======== TEXTO PARA LEER ========
La mesa del Boeing 707 era todo el lujo disponible en el avión presidencial, un
tubo fino y alargado con una modesta clase ejecutiva para ministros y secretarios y unas ochenta
plazas para fotógrafos, comisarios de a bordo, periodistas, funcionarios de rango menor y comitiva
de apoyo, todos mezclados en una ensalada que muchas veces, por los vuelos largos, terminaba en una
estudiantina. Algunas noches de truco, canto y chistes el avión parecía un micro. Solo le faltaban
el color naranja y la palabra "Escolares".
========
◆ **EJERCICIOS**
**A)** Extrae de las filas cada línea que contenga la palabra "Target", distinguiendo entre mayúsculas y minúsculas.
**B)** Sigue escribiendo el texto sobre el avión presidencial a partir de su última oración.
El texto y las filas provienen de fuentes distintas.
======== FILAS EXTRAÍDAS ========
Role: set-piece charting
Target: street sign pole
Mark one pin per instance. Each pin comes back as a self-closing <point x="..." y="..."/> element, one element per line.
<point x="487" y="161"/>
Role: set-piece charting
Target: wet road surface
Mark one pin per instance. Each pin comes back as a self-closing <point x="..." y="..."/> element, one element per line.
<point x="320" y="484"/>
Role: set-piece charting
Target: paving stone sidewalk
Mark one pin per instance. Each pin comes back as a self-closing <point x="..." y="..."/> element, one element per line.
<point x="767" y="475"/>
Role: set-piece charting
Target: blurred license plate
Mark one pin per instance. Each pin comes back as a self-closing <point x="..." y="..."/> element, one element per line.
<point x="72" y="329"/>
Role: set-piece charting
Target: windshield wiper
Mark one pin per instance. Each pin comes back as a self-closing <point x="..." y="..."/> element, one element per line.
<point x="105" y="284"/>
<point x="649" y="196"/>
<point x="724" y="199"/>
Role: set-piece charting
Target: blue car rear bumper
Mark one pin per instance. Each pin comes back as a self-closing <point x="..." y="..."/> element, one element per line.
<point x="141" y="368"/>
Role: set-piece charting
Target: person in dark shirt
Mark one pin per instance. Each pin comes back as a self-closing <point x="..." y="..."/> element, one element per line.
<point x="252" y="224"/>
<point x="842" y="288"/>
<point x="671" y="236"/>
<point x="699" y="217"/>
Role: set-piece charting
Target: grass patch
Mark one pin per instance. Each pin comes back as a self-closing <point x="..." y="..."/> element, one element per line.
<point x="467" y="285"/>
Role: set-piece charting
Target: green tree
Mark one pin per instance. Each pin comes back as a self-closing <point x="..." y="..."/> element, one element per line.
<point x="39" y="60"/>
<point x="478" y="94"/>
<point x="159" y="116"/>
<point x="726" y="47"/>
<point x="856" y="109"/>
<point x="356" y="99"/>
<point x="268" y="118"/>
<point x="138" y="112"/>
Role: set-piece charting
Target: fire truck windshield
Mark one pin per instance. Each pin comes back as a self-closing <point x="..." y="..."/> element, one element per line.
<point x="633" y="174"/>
========
◆ **LISTA DE RESPUESTAS**
**A)**
Target: street sign pole
Target: wet road surface
Target: paving stone sidewalk
Target: blurred license plate
Target: windshield wiper
Target: blue car rear bumper
Target: person in dark shirt
Target: grass patch
Target: green tree
Target: fire truck windshield

**B)**
Los pasajeros estaban —estábamos— no muy lejos de la escuela
secundaria. ¿Veintipico de promedio? En todo caso el señor mayor del avión, quien esa mañana de
1985 había convocado en torno de su mesa a un cuarteto de periodistas, tenía entonces sólo 57. Se
llamaba Raúl Alfonsín, llevaba poco más de un año como presidente de la Nación y ese día estaba
dispuesto a contar información interesante a cambio de que ninguno de los presentes lo
mencionáramos. No recuerdo si dijo sus dos palabras típicas, "estoy persuadido", pero en cambio
recuerdo los temas y sus argumentos.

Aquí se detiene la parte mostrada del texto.